### Material for this task
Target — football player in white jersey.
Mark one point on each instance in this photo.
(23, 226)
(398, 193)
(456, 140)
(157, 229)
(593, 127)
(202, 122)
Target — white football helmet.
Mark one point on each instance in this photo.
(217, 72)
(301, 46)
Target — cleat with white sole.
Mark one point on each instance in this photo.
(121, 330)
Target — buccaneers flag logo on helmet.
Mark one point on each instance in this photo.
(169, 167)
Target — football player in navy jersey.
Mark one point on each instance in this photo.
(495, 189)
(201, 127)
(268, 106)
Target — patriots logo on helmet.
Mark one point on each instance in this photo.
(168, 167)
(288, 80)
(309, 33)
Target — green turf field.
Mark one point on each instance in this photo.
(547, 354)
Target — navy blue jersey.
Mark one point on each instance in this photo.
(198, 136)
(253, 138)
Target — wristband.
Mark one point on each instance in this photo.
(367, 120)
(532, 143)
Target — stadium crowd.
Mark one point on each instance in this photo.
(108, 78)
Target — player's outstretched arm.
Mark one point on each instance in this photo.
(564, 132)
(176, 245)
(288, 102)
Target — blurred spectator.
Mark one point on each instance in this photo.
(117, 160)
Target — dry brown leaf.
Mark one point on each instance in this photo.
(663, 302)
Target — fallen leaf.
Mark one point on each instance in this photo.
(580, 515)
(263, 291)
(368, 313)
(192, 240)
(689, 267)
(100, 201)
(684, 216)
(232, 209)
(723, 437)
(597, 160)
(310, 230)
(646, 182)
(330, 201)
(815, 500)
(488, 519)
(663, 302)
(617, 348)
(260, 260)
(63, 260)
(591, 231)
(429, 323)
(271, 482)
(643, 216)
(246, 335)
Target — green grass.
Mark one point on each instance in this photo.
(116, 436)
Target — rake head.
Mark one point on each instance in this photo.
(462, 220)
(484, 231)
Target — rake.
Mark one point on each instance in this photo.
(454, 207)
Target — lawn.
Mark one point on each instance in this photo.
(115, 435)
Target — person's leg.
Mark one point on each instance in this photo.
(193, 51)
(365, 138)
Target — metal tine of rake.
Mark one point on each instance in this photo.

### What to produce
Please transcribe all of the records, keeping every line exactly as it is.

### Result of this task
Target — football player in white jersey.
Mark one point on each instance in this photo.
(23, 226)
(398, 193)
(456, 140)
(157, 229)
(593, 127)
(202, 122)
Target — white football helmet.
Mark one point on each instance in this photo.
(217, 72)
(301, 46)
Target — cleat with white sole.
Mark one point on each instance in this photo.
(121, 330)
Target — buccaneers flag logo on helmet.
Mark one point on each instance in this photo.
(169, 167)
Target — football player in navy jersey.
Mark one point on each instance in this photo.
(495, 189)
(201, 127)
(268, 106)
Target — patriots logo on helmet.
Mark one point on each instance in this photo.
(168, 167)
(288, 80)
(309, 33)
Target — green turf field.
Mark one point on each instance in this photo.
(547, 354)
Target — navy blue jersey.
Mark one point on each instance in this photo.
(198, 136)
(253, 138)
Target — wristband.
Mark one point on each instance in this photo.
(367, 120)
(532, 143)
Target — stadium crowd.
Mark one point on each instance in this photo.
(108, 78)
Target — player's outstretched arm.
Mark one point on each instance in this photo.
(564, 132)
(176, 245)
(288, 102)
Target — blurred spectator.
Mark one point on each instance in this photo.
(117, 160)
Target — dry brown leaf.
Mark one point on each instance in this photo.
(663, 302)
Target — fallen leaf.
Mark one point on each instance in this photo.
(580, 515)
(263, 291)
(368, 313)
(192, 240)
(689, 267)
(100, 201)
(684, 216)
(232, 209)
(723, 437)
(597, 160)
(310, 230)
(646, 182)
(330, 201)
(815, 500)
(488, 519)
(663, 302)
(617, 348)
(260, 260)
(63, 260)
(591, 231)
(429, 323)
(271, 482)
(643, 216)
(246, 335)
Target — green grass.
Mark one point on each instance in this photo.
(116, 436)
Target — rake head.
Mark one point on each instance in this photo.
(462, 220)
(484, 231)
Target — rake.
Mark one point on each instance in this photo.
(454, 207)
Target — lawn.
Mark one point on each instance in this photo.
(115, 435)
Target — person's leg.
Mark one point on each instance in this photo.
(193, 51)
(365, 138)
Target — metal tine of rake.
Mark one point on each instance in this photo.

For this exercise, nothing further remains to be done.